* [Aim of the exercise]:
Please reproduce the material below word for word, everything from the line containing "Our annotation team needs the egg bite" down to the line containing "210 216 306 260", with both of those lines included. Leave the pictures out of your copy.

* [Given information]:
-*-*-
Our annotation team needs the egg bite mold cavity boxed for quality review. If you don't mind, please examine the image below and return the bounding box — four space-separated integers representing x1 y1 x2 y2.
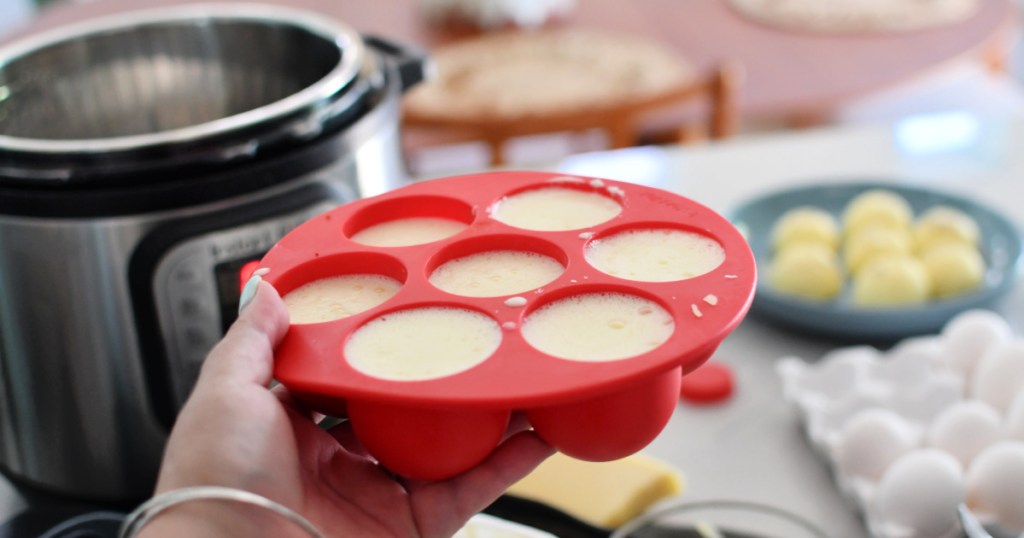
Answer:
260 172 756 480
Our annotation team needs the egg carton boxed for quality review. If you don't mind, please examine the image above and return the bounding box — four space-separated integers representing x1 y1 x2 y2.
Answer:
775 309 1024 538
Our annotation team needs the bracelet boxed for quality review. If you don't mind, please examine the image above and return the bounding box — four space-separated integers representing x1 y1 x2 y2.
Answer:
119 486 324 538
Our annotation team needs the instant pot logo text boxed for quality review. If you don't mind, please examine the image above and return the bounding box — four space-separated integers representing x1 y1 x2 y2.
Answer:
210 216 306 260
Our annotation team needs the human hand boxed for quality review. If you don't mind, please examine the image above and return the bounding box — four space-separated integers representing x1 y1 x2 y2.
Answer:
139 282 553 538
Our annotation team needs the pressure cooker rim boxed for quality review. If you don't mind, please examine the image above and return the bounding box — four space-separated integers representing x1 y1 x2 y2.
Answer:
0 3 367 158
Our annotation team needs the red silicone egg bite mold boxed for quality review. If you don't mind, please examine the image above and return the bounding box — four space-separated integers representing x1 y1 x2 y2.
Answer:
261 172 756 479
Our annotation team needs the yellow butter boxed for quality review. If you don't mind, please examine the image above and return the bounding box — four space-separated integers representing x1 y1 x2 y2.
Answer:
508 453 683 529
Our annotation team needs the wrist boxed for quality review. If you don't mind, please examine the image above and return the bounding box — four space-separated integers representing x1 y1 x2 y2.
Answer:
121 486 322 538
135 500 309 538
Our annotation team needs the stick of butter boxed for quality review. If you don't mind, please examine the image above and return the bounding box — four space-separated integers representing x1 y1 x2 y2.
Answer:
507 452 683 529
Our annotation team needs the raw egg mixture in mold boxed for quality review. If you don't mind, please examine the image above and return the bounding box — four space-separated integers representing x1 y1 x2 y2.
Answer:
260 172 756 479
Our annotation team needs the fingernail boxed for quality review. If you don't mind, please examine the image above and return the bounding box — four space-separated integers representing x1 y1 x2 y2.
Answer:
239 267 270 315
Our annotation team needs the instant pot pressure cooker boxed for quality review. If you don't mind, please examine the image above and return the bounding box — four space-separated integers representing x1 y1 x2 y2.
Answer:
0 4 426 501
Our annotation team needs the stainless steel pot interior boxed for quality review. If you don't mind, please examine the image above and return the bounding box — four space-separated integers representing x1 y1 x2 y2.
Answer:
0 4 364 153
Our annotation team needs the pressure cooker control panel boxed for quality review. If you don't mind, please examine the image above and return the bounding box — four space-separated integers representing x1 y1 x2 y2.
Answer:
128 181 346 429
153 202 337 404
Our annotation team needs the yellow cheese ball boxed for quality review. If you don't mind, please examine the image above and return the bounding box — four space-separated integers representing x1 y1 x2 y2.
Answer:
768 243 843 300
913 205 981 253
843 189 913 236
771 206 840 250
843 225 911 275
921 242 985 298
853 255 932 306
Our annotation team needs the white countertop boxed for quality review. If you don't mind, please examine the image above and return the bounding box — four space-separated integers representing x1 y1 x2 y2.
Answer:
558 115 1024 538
-*-*-
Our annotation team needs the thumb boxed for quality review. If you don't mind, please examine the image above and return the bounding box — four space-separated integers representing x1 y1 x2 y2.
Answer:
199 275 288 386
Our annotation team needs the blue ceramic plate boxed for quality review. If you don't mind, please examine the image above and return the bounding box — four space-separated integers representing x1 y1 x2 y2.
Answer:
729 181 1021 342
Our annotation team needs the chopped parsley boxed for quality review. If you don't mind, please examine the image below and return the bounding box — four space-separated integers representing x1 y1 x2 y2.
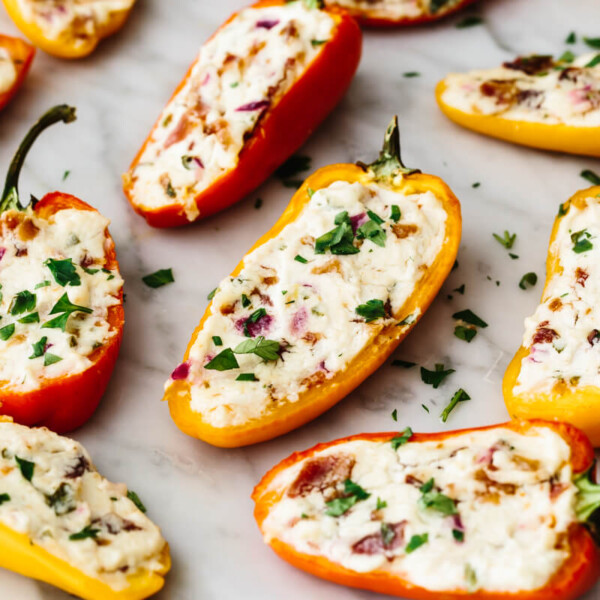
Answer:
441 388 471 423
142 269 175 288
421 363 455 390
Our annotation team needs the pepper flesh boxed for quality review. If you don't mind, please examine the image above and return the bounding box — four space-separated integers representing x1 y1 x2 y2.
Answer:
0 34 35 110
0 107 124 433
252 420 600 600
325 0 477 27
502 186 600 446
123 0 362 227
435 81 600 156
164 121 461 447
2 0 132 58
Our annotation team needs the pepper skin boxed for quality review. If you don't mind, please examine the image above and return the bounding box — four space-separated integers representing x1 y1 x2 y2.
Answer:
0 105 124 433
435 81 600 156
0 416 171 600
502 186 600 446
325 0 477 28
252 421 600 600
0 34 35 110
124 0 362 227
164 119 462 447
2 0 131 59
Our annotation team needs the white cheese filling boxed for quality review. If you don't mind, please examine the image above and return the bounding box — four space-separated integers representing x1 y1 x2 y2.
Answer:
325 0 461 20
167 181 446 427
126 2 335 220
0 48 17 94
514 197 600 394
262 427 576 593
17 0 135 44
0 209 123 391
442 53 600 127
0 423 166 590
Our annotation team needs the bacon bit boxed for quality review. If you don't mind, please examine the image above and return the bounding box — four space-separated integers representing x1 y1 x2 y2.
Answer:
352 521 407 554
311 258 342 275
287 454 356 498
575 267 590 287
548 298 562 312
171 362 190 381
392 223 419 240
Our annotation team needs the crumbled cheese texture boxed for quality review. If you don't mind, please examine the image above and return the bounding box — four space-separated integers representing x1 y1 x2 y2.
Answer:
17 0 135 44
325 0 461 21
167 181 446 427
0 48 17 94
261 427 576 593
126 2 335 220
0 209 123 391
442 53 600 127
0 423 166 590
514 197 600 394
-*-*-
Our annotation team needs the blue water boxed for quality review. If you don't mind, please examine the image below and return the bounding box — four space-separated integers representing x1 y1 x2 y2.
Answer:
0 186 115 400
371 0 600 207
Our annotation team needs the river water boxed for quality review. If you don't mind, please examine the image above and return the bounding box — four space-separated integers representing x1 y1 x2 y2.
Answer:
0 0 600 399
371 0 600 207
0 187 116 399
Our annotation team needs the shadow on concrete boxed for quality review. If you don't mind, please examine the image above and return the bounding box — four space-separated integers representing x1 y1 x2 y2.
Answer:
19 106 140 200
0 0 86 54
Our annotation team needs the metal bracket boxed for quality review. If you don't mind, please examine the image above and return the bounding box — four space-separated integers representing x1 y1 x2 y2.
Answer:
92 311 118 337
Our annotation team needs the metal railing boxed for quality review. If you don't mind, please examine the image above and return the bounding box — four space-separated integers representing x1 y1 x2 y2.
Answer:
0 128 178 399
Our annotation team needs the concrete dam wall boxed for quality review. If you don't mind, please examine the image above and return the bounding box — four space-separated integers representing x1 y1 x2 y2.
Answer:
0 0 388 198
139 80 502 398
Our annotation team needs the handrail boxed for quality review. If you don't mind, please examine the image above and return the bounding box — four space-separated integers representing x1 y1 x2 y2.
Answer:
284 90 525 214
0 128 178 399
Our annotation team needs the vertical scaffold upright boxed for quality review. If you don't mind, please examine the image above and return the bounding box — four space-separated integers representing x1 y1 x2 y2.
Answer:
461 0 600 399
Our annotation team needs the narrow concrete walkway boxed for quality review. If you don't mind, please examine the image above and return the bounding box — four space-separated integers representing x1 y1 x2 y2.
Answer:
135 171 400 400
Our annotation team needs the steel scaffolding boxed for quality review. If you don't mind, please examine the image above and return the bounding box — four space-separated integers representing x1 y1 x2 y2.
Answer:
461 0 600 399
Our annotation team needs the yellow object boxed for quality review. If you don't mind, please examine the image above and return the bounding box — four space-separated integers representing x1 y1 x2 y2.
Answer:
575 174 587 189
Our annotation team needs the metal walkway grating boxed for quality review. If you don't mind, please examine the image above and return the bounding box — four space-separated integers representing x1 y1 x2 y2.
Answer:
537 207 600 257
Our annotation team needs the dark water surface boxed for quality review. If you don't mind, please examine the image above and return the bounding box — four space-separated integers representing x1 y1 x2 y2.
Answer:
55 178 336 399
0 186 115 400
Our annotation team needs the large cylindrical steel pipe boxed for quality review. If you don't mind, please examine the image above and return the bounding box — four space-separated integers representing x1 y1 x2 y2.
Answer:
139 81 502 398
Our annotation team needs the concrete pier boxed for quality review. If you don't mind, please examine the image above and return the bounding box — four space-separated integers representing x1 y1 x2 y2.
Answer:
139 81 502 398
-*-*-
* [Written response]:
Our annotation team needs the egg bite mold cavity boxed for quality review. If you don't mind, please examine the image below and return the bounding box — four space-separated integers representing x1 y1 x2 y2.
Answer:
260 172 756 480
Our annotation team needs the egg carton boxed for quality review. If you don't mind, please examine the image above and return the bounding box — four space-separated integers representing x1 y1 x2 y2.
Answer:
775 309 1024 538
Our annotation team needs the bracelet boxed for quality review. If you don't mind, please examine the image above and return the bounding box — four space-separated integers representing x1 y1 x2 y2.
Answer:
119 486 324 538
Our annotation team needs the instant pot logo text boxed for quality review. If you don't mind, please examine the image above and return the bounding box — four space-separated integers representing x1 y1 x2 y2.
Answer:
210 216 306 260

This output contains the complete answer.